Records supplied:
##############################
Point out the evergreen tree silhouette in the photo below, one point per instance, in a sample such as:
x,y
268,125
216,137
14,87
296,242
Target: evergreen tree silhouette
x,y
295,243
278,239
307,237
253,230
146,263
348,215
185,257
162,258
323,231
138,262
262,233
##############################
Problem statement: Reproduce the entire listing above line for line, with no changes.

Exercise response:
Point out the evergreen tree silhouette in the photo below, one point per instance, in a sample such as:
x,y
268,125
216,137
14,87
296,242
Target: evergreen tree silhouette
x,y
295,243
278,239
307,237
253,230
146,263
348,215
185,257
162,258
323,231
138,262
262,233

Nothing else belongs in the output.